§ **Problema planteado 1**:
Según el bloque de texto, ¿qué se ve en la fila del horizonte?

§ **Bloque de texto**:
####################

Siempre me pregunté por esa gente, al costado de la ruta. Y nunca me detuve a preguntarles cómo están, qué miran, qué ven. Quizás están mirando solamente el atardecer de un nuevo día que es lo mismo que mirar el amanecer de la noche. Otra deuda que uno tiene con el mundo.

martes, 12 de mayo de 2015

el viaje

Es la ruta que va uniendo, disimuladamente, ciudades habitadas por fantasmas. La ruta es transitada, esta es la referencia económica de su significado: el asfalto facilita ese tránsito. No hay escollos que interrumpan el modesto fluir: desde Bahia Blanca, son curvas amables, dóciles, como de un caballo viejo y manso que quiere seguir trotando y acompañando a su dueño. En la fila del horizonte se ven las sierras de la ventana, y solamente el mito de la llanura se interrumpe, digamos a 100 km del inicio del recorrido, con algunas lomadas que anuncian otra geografía en otro recorrido, en otro punto cardinal. Una rotonda hace culminar la deducción: superamos la sierra desde la llanura, sabemos que en esa dirección está el mar y las vacaciones.

####################

(Datos de detección de objetos)
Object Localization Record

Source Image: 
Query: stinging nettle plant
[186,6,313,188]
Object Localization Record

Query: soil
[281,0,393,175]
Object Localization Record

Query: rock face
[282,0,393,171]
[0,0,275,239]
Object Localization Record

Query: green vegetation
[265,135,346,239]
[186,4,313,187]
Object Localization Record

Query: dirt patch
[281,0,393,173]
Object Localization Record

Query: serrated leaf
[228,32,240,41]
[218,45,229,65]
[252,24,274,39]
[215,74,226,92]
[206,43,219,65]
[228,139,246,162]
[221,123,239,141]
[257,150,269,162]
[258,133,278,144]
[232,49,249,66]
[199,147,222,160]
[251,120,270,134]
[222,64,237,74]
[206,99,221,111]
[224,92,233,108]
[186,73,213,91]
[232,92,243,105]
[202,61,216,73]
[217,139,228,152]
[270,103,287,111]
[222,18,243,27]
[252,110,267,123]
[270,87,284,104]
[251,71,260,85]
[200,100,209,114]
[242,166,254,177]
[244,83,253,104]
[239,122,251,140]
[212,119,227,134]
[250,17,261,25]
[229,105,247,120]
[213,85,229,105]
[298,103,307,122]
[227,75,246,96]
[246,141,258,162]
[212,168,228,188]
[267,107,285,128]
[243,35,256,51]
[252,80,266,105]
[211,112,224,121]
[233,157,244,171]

####################

§ **Problema planteado 2**:
Determine cuántas líneas de los registros contienen la cadena "Query", teniendo en cuenta mayúsculas y minúsculas. Indique solo el número.

§ **Resultado correcto 1**:
Las sierras de la ventana.

§ **Resultado correcto 2**:
6